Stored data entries
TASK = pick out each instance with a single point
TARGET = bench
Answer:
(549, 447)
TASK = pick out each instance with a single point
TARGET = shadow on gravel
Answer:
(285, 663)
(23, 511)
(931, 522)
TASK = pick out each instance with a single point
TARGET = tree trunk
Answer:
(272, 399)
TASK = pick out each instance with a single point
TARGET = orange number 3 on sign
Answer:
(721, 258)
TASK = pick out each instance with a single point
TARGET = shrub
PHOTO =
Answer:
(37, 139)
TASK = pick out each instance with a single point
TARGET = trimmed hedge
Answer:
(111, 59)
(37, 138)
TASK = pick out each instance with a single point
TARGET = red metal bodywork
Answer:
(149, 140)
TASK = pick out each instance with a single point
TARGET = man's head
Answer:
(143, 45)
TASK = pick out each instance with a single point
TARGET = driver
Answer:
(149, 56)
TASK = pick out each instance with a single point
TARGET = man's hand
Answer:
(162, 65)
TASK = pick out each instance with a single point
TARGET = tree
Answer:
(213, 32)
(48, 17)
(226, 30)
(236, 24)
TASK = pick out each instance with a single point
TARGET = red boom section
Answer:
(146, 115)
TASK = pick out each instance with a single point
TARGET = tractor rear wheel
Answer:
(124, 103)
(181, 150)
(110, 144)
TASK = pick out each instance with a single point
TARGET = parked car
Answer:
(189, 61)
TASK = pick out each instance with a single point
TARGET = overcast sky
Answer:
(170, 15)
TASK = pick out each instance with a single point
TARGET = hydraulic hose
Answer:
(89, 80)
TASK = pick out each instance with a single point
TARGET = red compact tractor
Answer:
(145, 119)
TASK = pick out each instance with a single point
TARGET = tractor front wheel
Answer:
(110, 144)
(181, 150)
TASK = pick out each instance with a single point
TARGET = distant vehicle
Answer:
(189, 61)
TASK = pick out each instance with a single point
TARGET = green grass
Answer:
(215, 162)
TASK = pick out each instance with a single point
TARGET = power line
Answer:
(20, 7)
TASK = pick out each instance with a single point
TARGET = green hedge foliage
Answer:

**REQUIREMENT**
The number of lines in the data that contain the word "wheel" is all that should be stated.

**RESULT FOR THIS TASK**
2